● **SUPPLIED DATA**:
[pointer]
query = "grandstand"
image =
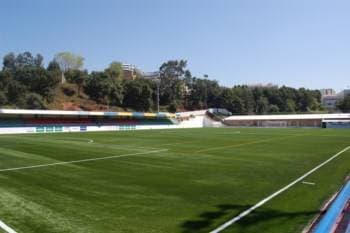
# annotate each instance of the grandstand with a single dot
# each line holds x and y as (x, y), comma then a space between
(38, 121)
(292, 120)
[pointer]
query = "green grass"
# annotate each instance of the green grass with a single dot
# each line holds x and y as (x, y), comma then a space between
(206, 177)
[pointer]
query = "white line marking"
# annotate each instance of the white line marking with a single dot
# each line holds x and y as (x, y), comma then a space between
(6, 228)
(81, 160)
(309, 183)
(262, 202)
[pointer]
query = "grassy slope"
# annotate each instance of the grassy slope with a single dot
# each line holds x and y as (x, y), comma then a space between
(206, 177)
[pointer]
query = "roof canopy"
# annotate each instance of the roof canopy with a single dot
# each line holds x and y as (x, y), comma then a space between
(290, 117)
(24, 112)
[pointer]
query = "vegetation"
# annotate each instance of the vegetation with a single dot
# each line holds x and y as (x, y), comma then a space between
(205, 177)
(24, 75)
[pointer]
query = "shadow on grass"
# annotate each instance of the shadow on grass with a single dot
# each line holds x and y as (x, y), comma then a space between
(209, 220)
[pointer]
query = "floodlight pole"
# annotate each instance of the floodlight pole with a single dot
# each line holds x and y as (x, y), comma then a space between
(158, 87)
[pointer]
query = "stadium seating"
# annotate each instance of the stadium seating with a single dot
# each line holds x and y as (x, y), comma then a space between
(81, 122)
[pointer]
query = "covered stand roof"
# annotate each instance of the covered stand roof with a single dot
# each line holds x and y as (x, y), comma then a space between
(26, 112)
(291, 117)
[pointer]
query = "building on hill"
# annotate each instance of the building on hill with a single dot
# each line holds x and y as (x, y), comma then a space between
(130, 71)
(344, 93)
(329, 99)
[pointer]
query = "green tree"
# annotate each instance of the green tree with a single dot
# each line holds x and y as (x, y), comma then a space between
(173, 85)
(34, 101)
(77, 77)
(138, 95)
(115, 71)
(68, 61)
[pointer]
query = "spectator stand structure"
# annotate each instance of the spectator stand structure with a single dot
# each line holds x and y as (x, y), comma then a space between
(341, 120)
(47, 121)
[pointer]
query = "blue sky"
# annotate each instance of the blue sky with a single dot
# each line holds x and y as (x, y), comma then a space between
(291, 42)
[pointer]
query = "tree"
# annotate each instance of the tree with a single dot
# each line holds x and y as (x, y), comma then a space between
(34, 101)
(37, 80)
(77, 77)
(173, 85)
(9, 62)
(22, 60)
(68, 61)
(115, 71)
(101, 88)
(15, 93)
(53, 66)
(138, 95)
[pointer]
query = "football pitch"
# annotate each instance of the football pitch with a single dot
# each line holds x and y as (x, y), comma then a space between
(183, 180)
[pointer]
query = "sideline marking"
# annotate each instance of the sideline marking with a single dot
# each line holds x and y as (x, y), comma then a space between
(309, 183)
(6, 228)
(263, 201)
(82, 160)
(246, 143)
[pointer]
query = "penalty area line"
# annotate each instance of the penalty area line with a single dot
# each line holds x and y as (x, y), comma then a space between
(265, 200)
(81, 160)
(6, 228)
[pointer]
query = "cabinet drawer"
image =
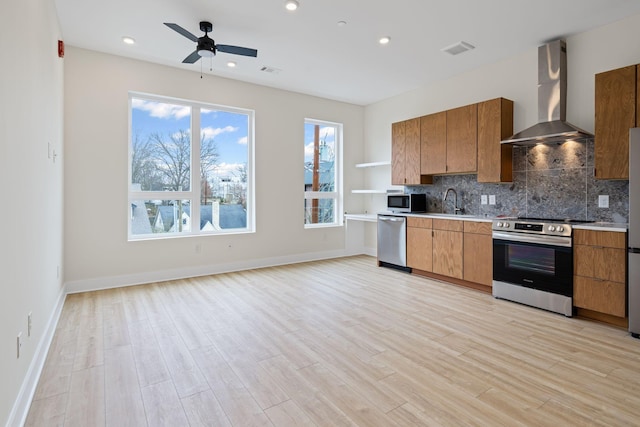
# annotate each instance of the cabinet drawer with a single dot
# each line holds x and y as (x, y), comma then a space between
(600, 262)
(448, 224)
(477, 227)
(609, 239)
(599, 295)
(418, 222)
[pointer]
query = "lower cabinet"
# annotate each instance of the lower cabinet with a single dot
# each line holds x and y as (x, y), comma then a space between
(478, 253)
(458, 249)
(447, 247)
(599, 267)
(419, 244)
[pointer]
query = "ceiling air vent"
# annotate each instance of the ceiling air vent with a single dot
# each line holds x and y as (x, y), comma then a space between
(457, 48)
(270, 70)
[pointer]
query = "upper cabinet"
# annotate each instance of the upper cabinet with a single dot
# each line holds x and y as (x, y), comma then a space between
(433, 143)
(462, 139)
(405, 153)
(457, 141)
(617, 108)
(449, 141)
(495, 123)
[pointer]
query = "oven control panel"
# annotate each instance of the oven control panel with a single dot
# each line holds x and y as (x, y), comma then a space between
(532, 227)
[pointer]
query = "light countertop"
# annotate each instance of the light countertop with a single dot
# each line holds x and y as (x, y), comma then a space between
(597, 226)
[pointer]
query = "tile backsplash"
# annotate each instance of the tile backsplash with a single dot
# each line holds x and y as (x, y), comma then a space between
(549, 181)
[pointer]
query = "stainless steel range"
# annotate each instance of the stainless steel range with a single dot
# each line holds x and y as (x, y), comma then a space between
(533, 262)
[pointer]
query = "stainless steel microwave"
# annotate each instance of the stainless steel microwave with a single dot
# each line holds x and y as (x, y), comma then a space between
(407, 202)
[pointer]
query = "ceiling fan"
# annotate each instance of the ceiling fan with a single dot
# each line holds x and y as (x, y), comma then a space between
(206, 46)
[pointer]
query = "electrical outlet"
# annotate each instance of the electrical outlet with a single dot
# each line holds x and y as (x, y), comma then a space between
(603, 201)
(19, 345)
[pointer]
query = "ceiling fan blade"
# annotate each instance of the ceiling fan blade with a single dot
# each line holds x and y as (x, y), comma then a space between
(191, 58)
(178, 29)
(236, 50)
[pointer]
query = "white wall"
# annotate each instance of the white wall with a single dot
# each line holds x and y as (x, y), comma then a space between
(605, 48)
(31, 215)
(97, 253)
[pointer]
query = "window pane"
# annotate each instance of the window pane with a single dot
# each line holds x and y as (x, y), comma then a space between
(319, 157)
(319, 211)
(223, 169)
(160, 146)
(320, 174)
(160, 217)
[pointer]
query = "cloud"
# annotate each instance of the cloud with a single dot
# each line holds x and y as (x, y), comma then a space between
(327, 132)
(308, 150)
(210, 132)
(161, 110)
(226, 170)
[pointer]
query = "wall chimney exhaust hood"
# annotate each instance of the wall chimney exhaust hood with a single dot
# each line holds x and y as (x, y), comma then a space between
(552, 126)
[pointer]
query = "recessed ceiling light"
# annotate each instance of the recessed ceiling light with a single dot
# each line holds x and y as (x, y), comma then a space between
(291, 4)
(458, 48)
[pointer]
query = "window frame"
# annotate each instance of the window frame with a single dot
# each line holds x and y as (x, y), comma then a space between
(338, 194)
(194, 193)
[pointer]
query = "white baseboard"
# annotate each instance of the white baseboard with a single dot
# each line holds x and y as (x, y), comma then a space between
(20, 409)
(23, 401)
(205, 270)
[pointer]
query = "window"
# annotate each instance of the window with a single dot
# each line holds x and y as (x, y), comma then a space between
(322, 173)
(190, 168)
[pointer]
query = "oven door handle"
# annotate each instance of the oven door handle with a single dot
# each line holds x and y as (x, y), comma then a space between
(526, 238)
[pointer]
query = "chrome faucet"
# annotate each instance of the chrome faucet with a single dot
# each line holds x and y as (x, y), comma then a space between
(456, 209)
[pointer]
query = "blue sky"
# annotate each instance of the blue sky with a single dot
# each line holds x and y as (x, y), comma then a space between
(327, 134)
(228, 130)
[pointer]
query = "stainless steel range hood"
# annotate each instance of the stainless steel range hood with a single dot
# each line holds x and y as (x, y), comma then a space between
(552, 126)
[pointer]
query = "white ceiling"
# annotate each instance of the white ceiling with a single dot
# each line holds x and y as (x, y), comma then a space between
(316, 56)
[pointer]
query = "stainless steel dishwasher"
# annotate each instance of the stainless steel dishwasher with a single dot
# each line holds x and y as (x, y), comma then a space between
(392, 241)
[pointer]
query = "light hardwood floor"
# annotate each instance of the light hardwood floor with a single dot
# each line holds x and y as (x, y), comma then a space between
(331, 343)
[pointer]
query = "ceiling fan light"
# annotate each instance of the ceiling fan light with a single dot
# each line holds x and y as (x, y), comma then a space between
(205, 53)
(291, 4)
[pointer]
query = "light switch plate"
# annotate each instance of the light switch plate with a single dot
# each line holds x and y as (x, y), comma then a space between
(603, 201)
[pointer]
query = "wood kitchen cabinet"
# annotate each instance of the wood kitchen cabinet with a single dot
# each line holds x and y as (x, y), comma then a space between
(419, 243)
(447, 247)
(433, 143)
(616, 110)
(405, 153)
(599, 266)
(449, 141)
(478, 252)
(462, 139)
(495, 123)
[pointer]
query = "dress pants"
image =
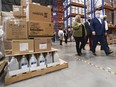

● **GOAL**:
Find every line in the listing that contains the string "vent" and copy each one in full.

● **RESPONSE FOR THIS EXERCISE**:
query = "ceiling air vent"
# annotate each instance of the ceiling air vent with a single dot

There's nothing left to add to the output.